* **What you need to do**: The entries follow. Please return all of them exactly.

* **Given entries**:
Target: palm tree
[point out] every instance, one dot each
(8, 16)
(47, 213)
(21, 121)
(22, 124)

* **Result of the exercise**:
Target: palm tree
[point out] every instance, one dot each
(8, 16)
(47, 213)
(21, 121)
(22, 124)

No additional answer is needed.